— start PROVIDED RECORDS —

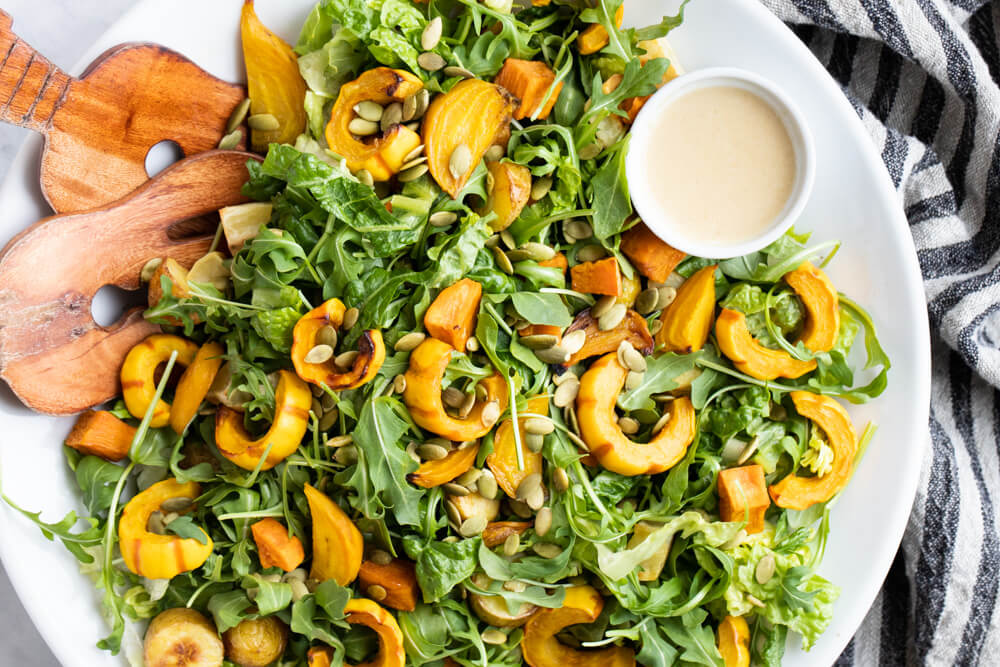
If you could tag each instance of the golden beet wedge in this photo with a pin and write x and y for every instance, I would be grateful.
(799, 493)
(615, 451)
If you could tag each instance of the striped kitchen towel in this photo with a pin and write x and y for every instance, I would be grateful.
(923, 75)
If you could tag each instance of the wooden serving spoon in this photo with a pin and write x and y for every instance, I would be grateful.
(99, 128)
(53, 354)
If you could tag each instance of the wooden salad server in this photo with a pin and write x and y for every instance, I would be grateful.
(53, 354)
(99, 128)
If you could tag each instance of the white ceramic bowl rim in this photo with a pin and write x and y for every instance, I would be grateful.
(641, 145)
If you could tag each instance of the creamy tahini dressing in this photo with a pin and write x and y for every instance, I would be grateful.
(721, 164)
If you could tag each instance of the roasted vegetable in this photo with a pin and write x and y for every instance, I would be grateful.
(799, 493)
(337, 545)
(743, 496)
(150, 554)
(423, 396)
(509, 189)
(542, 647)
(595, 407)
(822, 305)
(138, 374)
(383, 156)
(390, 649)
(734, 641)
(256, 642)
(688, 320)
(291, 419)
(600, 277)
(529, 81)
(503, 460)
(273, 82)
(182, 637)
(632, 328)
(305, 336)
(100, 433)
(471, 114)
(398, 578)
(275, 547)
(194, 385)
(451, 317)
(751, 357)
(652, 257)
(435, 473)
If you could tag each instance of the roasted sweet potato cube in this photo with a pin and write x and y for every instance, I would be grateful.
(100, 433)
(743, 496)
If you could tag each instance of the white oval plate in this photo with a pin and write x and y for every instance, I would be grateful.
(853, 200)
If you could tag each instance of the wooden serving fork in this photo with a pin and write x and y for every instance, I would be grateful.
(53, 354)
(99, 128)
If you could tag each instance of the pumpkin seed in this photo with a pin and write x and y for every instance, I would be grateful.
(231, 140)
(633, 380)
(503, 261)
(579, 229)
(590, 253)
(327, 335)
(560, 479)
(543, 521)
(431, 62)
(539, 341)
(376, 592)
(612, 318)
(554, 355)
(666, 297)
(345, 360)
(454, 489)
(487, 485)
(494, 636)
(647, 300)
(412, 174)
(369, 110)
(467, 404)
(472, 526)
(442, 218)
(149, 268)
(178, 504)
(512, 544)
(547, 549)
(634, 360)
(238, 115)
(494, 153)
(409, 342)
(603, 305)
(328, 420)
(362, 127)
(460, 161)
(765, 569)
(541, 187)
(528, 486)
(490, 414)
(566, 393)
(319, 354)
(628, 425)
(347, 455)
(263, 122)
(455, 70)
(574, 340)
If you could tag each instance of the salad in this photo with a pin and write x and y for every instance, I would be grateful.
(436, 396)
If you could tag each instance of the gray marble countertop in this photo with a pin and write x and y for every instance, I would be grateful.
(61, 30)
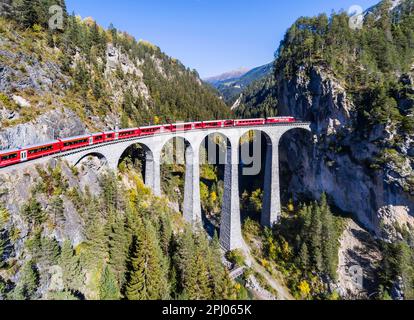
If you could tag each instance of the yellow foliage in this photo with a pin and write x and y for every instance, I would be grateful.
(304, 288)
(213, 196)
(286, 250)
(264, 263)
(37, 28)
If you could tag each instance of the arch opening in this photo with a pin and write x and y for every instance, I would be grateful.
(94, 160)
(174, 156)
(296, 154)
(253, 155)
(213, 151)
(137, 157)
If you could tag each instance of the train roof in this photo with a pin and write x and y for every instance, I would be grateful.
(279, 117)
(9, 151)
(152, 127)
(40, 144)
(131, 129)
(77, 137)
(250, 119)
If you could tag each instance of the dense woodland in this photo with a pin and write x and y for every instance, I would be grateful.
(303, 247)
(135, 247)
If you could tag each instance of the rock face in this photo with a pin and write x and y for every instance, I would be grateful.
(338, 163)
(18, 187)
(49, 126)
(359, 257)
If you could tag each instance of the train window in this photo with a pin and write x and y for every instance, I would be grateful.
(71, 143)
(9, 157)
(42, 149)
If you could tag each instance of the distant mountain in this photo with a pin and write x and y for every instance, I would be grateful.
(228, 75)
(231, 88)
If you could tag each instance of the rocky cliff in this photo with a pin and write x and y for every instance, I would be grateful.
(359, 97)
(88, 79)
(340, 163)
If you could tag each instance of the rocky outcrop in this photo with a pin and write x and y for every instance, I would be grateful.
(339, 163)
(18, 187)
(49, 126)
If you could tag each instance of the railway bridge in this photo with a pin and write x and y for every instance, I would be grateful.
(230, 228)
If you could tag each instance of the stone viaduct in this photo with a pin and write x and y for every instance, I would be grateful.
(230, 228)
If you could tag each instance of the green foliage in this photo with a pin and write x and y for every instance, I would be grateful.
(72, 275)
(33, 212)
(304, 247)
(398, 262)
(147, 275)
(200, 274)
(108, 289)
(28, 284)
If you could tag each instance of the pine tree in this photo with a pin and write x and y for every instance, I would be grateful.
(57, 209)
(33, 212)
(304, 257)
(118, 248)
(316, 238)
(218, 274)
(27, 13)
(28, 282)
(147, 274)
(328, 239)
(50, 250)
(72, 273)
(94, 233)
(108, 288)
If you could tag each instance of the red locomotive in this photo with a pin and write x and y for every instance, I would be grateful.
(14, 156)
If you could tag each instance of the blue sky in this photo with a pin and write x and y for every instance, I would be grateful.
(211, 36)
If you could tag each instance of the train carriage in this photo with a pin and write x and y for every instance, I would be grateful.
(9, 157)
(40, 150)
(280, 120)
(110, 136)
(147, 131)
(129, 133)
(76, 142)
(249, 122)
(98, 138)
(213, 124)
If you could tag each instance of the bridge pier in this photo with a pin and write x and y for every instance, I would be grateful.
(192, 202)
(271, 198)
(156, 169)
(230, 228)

— end PROVIDED RECORDS —

(WORK TO DO):
Rewrite all of the data above with "in this photo" changed to "in this image" everywhere and nothing else altered. Leave the pictures out of your version.

(WRITTEN ANSWER):
If you could tag each instance of the golden beet wedge in this image with a pin and write x and y for every instance, I would be grateful.
(799, 493)
(615, 451)
If you could tag each instance of the striped kitchen towel in this image with a pin and write x and y for every instance, I would be grateful.
(923, 75)
If you could tag each instance of the wooden serving spoon in this image with a pin and write x and y for every instance, I would be grateful.
(99, 128)
(53, 354)
If you could tag each instance of the wooden salad server in this image with a pin and write x and y for every instance, I would be grateful.
(53, 354)
(99, 128)
If you could tag each instance of the white ceramic bowl rim in this image with a pin and write x and y for every instance, I would be grateful.
(641, 145)
If you could tag each instance of the creamy tahini dressing in this image with a pin and write x and y for every instance, I would be grateful.
(721, 164)
If you could tag each instance of the roasted vegetable in this image with a pin and write x and y for every instance, I would be grateful.
(799, 493)
(337, 545)
(743, 496)
(150, 554)
(423, 396)
(509, 189)
(542, 647)
(595, 407)
(822, 305)
(138, 374)
(383, 156)
(390, 649)
(734, 641)
(256, 642)
(688, 320)
(291, 419)
(600, 277)
(529, 81)
(503, 460)
(273, 82)
(182, 637)
(632, 328)
(305, 336)
(100, 433)
(471, 114)
(398, 578)
(275, 547)
(194, 385)
(451, 317)
(751, 357)
(652, 257)
(435, 473)
If you could tag each instance of the roasted sweet potato cube in this image with a pin and write x and y for every instance, I would be grateful.
(100, 433)
(743, 496)
If you could tag each instance of the white oval plate in this image with a pin and write x and y for every instance, I would be grateful.
(853, 200)
If you could tag each instance of the wooden serving fork in this image with a pin and write x and y for every instance, I would be grateful.
(53, 354)
(99, 128)
If you could tag each instance of the pumpkin seed in this image with a pin and write x and y for every instance, I would be grateful.
(231, 140)
(633, 380)
(503, 261)
(579, 229)
(590, 253)
(327, 335)
(560, 479)
(543, 521)
(431, 62)
(539, 341)
(376, 592)
(612, 318)
(554, 355)
(666, 297)
(345, 360)
(454, 489)
(487, 485)
(494, 636)
(647, 300)
(412, 174)
(369, 110)
(467, 404)
(472, 526)
(442, 218)
(149, 268)
(178, 504)
(512, 544)
(547, 549)
(634, 360)
(238, 115)
(494, 153)
(409, 342)
(603, 305)
(328, 420)
(362, 127)
(460, 161)
(765, 569)
(541, 187)
(528, 486)
(490, 414)
(566, 393)
(319, 354)
(628, 425)
(347, 455)
(263, 122)
(455, 70)
(574, 340)
If you could tag each instance of the salad in this image with a pin and write x and y for every instance, I would be grateful.
(436, 396)
If you could tag each instance of the gray marble countertop in this image with a pin and write x and y for every instance, I would be grateful.
(61, 30)
If you could tag each instance of the yellow foliage in this image with a pin and write x and y for every instance, I would be grateful.
(304, 288)
(213, 196)
(286, 250)
(264, 263)
(37, 28)
If you could tag each instance of the arch opening in this image with a pin and write x and y for every instance, I would be grateful.
(94, 160)
(174, 156)
(296, 154)
(253, 155)
(213, 151)
(137, 157)
If you could tag each instance of the train roof in this image with a pin and write x and y for every instance, I would be grateful.
(279, 117)
(9, 151)
(152, 127)
(40, 144)
(131, 129)
(77, 137)
(250, 119)
If you could tag each instance of the dense woodland in this image with a pin and write x and y for every instance, I would be grateful.
(303, 247)
(135, 247)
If you could tag each instance of the rock face in this image with a pin and write x and y for every instance, I would be grateful.
(338, 163)
(18, 187)
(49, 126)
(359, 257)
If you could tag each instance of the train window in this image with a pin and write x and y for every instance, I would be grateful.
(71, 143)
(9, 157)
(42, 149)
If you could tag each instance of the distant mountain in this image with a pin and write x and y for every instance, I would be grateful.
(228, 75)
(231, 88)
If you could tag each instance of the rocky cliff in this image with a pin and write x and y for every instance, I would be grateful.
(359, 97)
(88, 79)
(340, 163)
If you could tag each instance of the rocky outcrop in this image with a pin and write x and y for every instance, I would be grateful.
(339, 163)
(18, 187)
(49, 126)
If you could tag each instance of the railway bridge in this image with a pin and write x and y for every instance, I would be grateful.
(230, 228)
If you could tag each instance of the stone viaduct in this image with a pin and write x and y for every instance, I would be grateful.
(230, 228)
If you could tag each instance of the green foliage in this image with a pin and write x and y for every instance, I would be grateful.
(72, 275)
(33, 212)
(304, 247)
(398, 262)
(147, 275)
(200, 274)
(108, 289)
(28, 284)
If you could tag each instance of the pine tree in this image with a pin and write x and y for every instance, I would be grateful.
(57, 209)
(33, 212)
(304, 257)
(118, 248)
(316, 238)
(218, 274)
(27, 13)
(28, 282)
(147, 274)
(328, 239)
(50, 250)
(72, 273)
(94, 233)
(108, 288)
If you could tag each instance of the red locomotive in this image with a pin and write x and y for every instance, I would be grateful.
(14, 156)
If you could tag each instance of the blue sky in this image with a pin and write x and y for every instance, I would be grateful.
(211, 36)
If you could tag each instance of the train carriage in this image with a pin and write x and y for every instance, I would be grateful.
(9, 157)
(40, 150)
(280, 120)
(110, 136)
(147, 131)
(129, 133)
(76, 142)
(249, 122)
(98, 138)
(213, 124)
If you could tag each instance of the bridge pier in this image with a pin and write x and y for every instance, I would be grateful.
(192, 202)
(271, 198)
(156, 169)
(230, 228)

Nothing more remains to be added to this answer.